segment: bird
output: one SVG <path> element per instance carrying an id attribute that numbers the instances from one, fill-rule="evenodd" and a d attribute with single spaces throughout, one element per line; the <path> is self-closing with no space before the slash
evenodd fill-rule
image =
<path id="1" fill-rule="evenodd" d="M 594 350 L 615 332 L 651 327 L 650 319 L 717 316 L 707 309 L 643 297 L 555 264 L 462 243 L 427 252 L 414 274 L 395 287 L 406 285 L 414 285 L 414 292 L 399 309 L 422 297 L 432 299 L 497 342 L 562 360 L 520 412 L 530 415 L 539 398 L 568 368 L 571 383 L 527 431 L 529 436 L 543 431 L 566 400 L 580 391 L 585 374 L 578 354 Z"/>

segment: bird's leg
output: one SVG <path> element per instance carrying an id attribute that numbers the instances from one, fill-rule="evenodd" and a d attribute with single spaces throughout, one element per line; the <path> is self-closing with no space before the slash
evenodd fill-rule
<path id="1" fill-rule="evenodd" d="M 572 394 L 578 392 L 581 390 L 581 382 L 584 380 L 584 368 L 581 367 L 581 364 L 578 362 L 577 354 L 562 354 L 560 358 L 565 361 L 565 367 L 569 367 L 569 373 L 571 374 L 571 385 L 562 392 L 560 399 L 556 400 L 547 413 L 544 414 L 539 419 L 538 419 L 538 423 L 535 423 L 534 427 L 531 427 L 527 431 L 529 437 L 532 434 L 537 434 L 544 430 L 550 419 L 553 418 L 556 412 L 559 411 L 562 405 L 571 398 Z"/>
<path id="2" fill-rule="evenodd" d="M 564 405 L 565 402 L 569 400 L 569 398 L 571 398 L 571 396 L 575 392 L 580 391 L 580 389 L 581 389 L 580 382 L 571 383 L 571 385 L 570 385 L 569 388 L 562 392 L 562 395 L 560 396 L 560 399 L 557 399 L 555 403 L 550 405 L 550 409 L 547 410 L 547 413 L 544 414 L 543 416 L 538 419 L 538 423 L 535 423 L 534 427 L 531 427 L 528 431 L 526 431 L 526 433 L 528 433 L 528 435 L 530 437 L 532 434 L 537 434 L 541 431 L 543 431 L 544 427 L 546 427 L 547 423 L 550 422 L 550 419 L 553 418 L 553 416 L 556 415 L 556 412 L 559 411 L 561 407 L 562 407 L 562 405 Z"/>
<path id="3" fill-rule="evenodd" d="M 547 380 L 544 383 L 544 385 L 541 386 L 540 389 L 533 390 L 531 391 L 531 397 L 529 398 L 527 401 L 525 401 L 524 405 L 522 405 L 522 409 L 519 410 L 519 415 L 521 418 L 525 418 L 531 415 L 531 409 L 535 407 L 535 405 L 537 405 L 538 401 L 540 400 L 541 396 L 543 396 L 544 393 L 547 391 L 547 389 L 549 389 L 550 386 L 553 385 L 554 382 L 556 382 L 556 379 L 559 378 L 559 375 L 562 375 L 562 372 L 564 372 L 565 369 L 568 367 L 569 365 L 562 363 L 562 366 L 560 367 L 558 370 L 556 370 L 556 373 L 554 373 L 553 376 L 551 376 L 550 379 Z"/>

=======

### Descrizione esercizio
Riscrivi l'elenco sostituendo "segment" con "outline" e lascia invariato tutto il resto.

### Risposta
outline: bird
output: one SVG <path> element per instance carrying an id attribute that numbers the instances from one, fill-rule="evenodd" and a d attribute with single spaces throughout, one element per line; the <path> is self-closing with no space before the slash
evenodd fill-rule
image =
<path id="1" fill-rule="evenodd" d="M 594 350 L 615 332 L 651 327 L 650 319 L 717 316 L 707 309 L 643 297 L 555 264 L 462 243 L 427 252 L 414 274 L 395 287 L 406 285 L 414 285 L 414 292 L 399 309 L 422 297 L 432 299 L 497 342 L 562 360 L 520 412 L 530 415 L 539 398 L 568 368 L 571 383 L 527 431 L 529 436 L 543 431 L 566 400 L 580 391 L 585 374 L 578 354 Z"/>

outline: bird's leg
output: one SVG <path> element per instance carrying an id attribute that numbers the instances from one, fill-rule="evenodd" and a d attribute with single spaces throughout, one element per line; the <path> is self-closing with no space before the slash
evenodd fill-rule
<path id="1" fill-rule="evenodd" d="M 572 394 L 578 392 L 581 390 L 581 382 L 584 380 L 584 368 L 581 367 L 581 364 L 578 362 L 577 354 L 562 354 L 560 358 L 565 361 L 565 367 L 569 367 L 569 373 L 571 374 L 571 385 L 562 392 L 560 399 L 556 400 L 547 413 L 544 414 L 539 419 L 538 419 L 538 423 L 535 423 L 534 427 L 531 427 L 527 431 L 529 437 L 532 434 L 537 434 L 544 430 L 550 419 L 553 418 L 556 412 L 559 411 L 562 405 L 571 398 Z"/>
<path id="2" fill-rule="evenodd" d="M 564 405 L 565 402 L 569 400 L 569 398 L 571 398 L 571 396 L 575 392 L 580 391 L 580 389 L 581 389 L 580 382 L 571 383 L 571 385 L 570 385 L 569 388 L 562 392 L 562 395 L 560 396 L 560 399 L 557 399 L 555 403 L 550 405 L 550 409 L 547 410 L 547 413 L 544 414 L 543 416 L 538 419 L 538 423 L 535 423 L 534 427 L 531 427 L 528 431 L 526 431 L 526 433 L 528 433 L 528 435 L 530 437 L 532 434 L 537 434 L 541 431 L 543 431 L 544 427 L 546 427 L 547 423 L 550 422 L 550 419 L 553 418 L 553 416 L 556 415 L 556 412 L 559 411 L 561 407 L 562 407 L 562 405 Z"/>
<path id="3" fill-rule="evenodd" d="M 547 380 L 544 383 L 544 385 L 541 386 L 540 389 L 533 390 L 531 391 L 531 397 L 529 398 L 527 401 L 525 401 L 524 405 L 522 405 L 522 409 L 519 410 L 519 415 L 521 418 L 525 418 L 531 415 L 531 409 L 535 407 L 535 405 L 537 405 L 538 401 L 540 400 L 541 396 L 543 396 L 544 393 L 547 391 L 547 389 L 549 389 L 550 386 L 553 385 L 554 382 L 556 382 L 556 379 L 559 378 L 559 375 L 562 375 L 562 372 L 564 372 L 565 369 L 568 367 L 569 365 L 562 363 L 562 366 L 560 367 L 558 370 L 556 370 L 556 373 L 554 373 L 553 376 L 551 376 L 550 379 Z"/>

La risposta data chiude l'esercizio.